Convert every line of the listing below into a JSON array of strings, one string per line, skipping blank lines.

===== MATERIAL TO PROCESS =====

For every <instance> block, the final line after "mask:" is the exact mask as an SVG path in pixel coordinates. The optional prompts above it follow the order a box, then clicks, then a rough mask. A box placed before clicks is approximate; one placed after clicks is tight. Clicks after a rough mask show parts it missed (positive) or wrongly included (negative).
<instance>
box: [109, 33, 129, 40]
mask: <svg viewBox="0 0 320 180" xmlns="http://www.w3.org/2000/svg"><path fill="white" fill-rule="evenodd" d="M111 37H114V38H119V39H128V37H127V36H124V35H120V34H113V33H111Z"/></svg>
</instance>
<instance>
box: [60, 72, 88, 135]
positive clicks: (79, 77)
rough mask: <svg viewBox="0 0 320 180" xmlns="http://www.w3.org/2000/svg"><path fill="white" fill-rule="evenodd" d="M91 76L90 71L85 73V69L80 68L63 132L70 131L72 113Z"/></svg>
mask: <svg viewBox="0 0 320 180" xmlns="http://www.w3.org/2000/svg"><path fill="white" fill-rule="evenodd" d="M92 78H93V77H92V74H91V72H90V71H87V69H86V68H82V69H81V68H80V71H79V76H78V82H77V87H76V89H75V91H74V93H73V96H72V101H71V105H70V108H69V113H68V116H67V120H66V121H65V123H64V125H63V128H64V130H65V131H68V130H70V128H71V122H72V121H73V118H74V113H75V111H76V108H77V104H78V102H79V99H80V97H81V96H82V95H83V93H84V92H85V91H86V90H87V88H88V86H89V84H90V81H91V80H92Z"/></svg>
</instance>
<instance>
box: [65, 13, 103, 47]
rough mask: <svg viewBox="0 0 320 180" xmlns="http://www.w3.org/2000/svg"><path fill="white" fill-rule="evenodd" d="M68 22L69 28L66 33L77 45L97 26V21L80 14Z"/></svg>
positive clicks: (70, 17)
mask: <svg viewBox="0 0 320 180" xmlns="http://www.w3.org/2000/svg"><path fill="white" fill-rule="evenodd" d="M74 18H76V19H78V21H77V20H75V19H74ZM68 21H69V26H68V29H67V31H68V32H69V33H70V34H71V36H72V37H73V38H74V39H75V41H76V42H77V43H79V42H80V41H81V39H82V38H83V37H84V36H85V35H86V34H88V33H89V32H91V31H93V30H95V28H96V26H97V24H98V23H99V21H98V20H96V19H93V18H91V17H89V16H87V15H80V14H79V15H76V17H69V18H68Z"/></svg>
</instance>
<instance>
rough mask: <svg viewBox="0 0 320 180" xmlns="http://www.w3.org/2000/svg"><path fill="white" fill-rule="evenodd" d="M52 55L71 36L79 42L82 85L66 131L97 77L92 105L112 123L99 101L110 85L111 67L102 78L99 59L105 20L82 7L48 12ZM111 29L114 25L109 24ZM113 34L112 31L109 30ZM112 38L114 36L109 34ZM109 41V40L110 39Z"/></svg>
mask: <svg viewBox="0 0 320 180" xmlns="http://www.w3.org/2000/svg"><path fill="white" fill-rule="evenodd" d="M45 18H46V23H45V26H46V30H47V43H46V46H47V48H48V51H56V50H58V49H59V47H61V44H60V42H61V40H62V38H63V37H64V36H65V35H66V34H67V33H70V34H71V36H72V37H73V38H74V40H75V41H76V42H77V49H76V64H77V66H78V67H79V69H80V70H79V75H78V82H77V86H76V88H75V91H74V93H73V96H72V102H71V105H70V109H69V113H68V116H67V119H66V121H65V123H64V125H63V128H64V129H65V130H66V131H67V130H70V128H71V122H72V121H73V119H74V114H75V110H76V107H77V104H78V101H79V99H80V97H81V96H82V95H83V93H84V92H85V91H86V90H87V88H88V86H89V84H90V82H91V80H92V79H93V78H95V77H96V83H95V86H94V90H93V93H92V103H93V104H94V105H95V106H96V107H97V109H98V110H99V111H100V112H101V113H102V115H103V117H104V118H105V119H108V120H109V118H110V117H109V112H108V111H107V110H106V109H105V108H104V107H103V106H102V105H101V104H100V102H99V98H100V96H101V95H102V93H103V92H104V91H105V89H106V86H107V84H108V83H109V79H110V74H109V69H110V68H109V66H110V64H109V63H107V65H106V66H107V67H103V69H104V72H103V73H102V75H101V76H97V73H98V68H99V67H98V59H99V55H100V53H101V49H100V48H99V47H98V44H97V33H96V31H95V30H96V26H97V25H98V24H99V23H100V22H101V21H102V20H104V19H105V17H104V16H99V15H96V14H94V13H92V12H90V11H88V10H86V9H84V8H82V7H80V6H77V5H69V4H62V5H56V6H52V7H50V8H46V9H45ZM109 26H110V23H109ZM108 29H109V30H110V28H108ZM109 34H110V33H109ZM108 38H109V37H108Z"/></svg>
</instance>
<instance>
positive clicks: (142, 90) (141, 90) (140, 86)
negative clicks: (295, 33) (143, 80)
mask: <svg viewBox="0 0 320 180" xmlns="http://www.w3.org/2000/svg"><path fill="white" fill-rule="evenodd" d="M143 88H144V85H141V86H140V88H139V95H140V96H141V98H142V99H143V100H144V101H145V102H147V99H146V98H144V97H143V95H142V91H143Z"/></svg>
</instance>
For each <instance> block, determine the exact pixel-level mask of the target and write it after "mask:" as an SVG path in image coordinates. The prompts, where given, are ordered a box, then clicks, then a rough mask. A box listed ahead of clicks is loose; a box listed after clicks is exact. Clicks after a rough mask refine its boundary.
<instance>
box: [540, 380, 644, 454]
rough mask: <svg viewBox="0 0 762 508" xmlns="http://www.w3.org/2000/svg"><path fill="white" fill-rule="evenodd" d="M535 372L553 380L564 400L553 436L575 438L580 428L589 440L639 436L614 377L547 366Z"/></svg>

=====

EXERCISE OUTPUT:
[
  "For every <instance> block, the final line after \"mask:\" is the exact mask as an SVG path in pixel coordinates. The optional prompts above it follow the order a box, then clicks, then a rough mask. A box placed before clicks is approximate; one placed after clicks is tight. Clicks after a rough mask show parts it missed (positive) or wrongly included (negative).",
  "<instance>",
  "box: [109, 33, 129, 40]",
  "mask: <svg viewBox=\"0 0 320 180\" xmlns=\"http://www.w3.org/2000/svg\"><path fill=\"white\" fill-rule=\"evenodd\" d=\"M111 37H114V38H119V39H128V37H127V36H124V35H120V34H113V33H111Z\"/></svg>",
  "</instance>",
  "<instance>",
  "box: [60, 72, 88, 135]",
  "positive clicks: (79, 77)",
  "rough mask: <svg viewBox=\"0 0 320 180\" xmlns=\"http://www.w3.org/2000/svg\"><path fill=\"white\" fill-rule=\"evenodd\" d=\"M91 76L90 71L85 73V69L80 68L63 132L70 131L72 113Z\"/></svg>",
  "mask: <svg viewBox=\"0 0 320 180\" xmlns=\"http://www.w3.org/2000/svg\"><path fill=\"white\" fill-rule=\"evenodd\" d=\"M92 78H93V77H92V74H91V72H90V71H87V69H86V68H82V69H81V68H80V71H79V76H78V82H77V87H76V89H75V91H74V93H73V96H72V101H71V105H70V108H69V113H68V116H67V120H66V121H65V123H64V125H63V128H64V130H65V131H68V130H70V128H71V122H72V121H73V118H74V113H75V111H76V108H77V104H78V102H79V99H80V97H81V96H82V95H83V93H84V92H85V91H86V90H87V88H88V86H89V84H90V81H91V80H92Z\"/></svg>",
  "</instance>",
  "<instance>",
  "box: [65, 13, 103, 47]",
  "rough mask: <svg viewBox=\"0 0 320 180\" xmlns=\"http://www.w3.org/2000/svg\"><path fill=\"white\" fill-rule=\"evenodd\" d=\"M68 22L69 28L66 33L77 45L97 26V21L80 14Z\"/></svg>",
  "positive clicks: (70, 17)",
  "mask: <svg viewBox=\"0 0 320 180\" xmlns=\"http://www.w3.org/2000/svg\"><path fill=\"white\" fill-rule=\"evenodd\" d=\"M74 18H76V19H78V21H77V20H75V19H74ZM68 21H69V26H68V29H67V31H68V32H69V33H70V34H71V36H72V37H73V38H74V39H75V41H76V42H77V43H79V42H80V41H81V39H82V38H83V37H84V36H85V35H86V34H88V33H89V32H91V31H93V30H95V28H96V26H97V24H98V23H99V21H98V20H96V19H93V18H91V17H89V16H87V15H80V14H79V15H76V17H69V18H68Z\"/></svg>",
  "</instance>",
  "<instance>",
  "rough mask: <svg viewBox=\"0 0 320 180\" xmlns=\"http://www.w3.org/2000/svg\"><path fill=\"white\" fill-rule=\"evenodd\" d=\"M52 55L71 36L79 42L82 85L66 131L97 77L92 105L112 123L99 101L110 85L111 67L102 78L99 59L105 20L82 7L48 12ZM111 29L114 25L109 24ZM113 34L112 31L109 30ZM112 38L114 36L109 34ZM109 41V40L110 39Z\"/></svg>",
  "mask: <svg viewBox=\"0 0 320 180\" xmlns=\"http://www.w3.org/2000/svg\"><path fill=\"white\" fill-rule=\"evenodd\" d=\"M45 18H46V23H45V26H46V30H47V43H46V46H47V48H48V51H56V50H58V49H59V47H61V44H60V42H61V40H62V38H63V37H64V36H65V35H66V34H67V33H70V34H71V36H72V37H73V38H74V40H75V41H76V42H77V49H76V64H77V66H78V67H79V69H80V70H79V75H78V82H77V86H76V88H75V91H74V93H73V96H72V102H71V105H70V109H69V113H68V116H67V119H66V121H65V123H64V125H63V128H64V129H65V130H66V131H67V130H70V128H71V122H72V121H73V119H74V114H75V110H76V107H77V104H78V101H79V99H80V97H81V96H82V95H83V93H84V92H85V91H86V90H87V88H88V86H89V84H90V82H91V80H92V79H93V78H95V77H96V83H95V86H94V90H93V93H92V103H93V104H94V105H95V106H96V107H97V109H98V110H99V111H100V112H101V113H102V115H103V117H104V118H105V119H108V120H109V118H110V117H109V112H108V111H107V110H106V109H105V108H104V107H103V106H102V105H101V104H100V102H99V98H100V96H101V95H102V93H103V92H104V91H105V89H106V86H107V84H108V83H109V79H110V74H109V69H110V68H109V66H110V64H109V63H107V65H106V66H107V67H103V69H104V72H103V73H102V75H101V76H97V73H98V68H99V67H98V59H99V55H100V53H101V49H100V48H99V47H98V44H97V33H96V31H95V30H96V26H97V25H98V24H99V23H100V22H101V21H102V20H104V19H105V17H104V16H99V15H96V14H94V13H92V12H90V11H88V10H86V9H84V8H82V7H80V6H77V5H69V4H62V5H56V6H52V7H50V8H46V9H45ZM109 26H110V23H109ZM108 29H109V30H110V28H108ZM109 34H110V33H109ZM108 38H109V37H108Z\"/></svg>",
  "</instance>",
  "<instance>",
  "positive clicks: (142, 90) (141, 90) (140, 86)",
  "negative clicks: (295, 33) (143, 80)",
  "mask: <svg viewBox=\"0 0 320 180\" xmlns=\"http://www.w3.org/2000/svg\"><path fill=\"white\" fill-rule=\"evenodd\" d=\"M143 88H144V85H141V86H140V88H139V95H140V96H141V98H142V99H143V100H144V101H145V102H147V99H146V98H144V97H143V95H142V91H143Z\"/></svg>",
  "</instance>",
  "For each <instance> block, determine the exact pixel-level mask of the target and write it after \"mask:\" as an SVG path in image coordinates. The prompts, where given, are ordered a box, then clicks, then a rough mask. A box listed ahead of clicks is loose; a box listed after clicks is exact. Clicks after a rough mask refine its boundary.",
  "<instance>",
  "box: [540, 380, 644, 454]",
  "rough mask: <svg viewBox=\"0 0 762 508\" xmlns=\"http://www.w3.org/2000/svg\"><path fill=\"white\" fill-rule=\"evenodd\" d=\"M535 372L553 380L564 400L553 436L575 438L580 428L589 440L639 436L614 377L547 366Z\"/></svg>"
]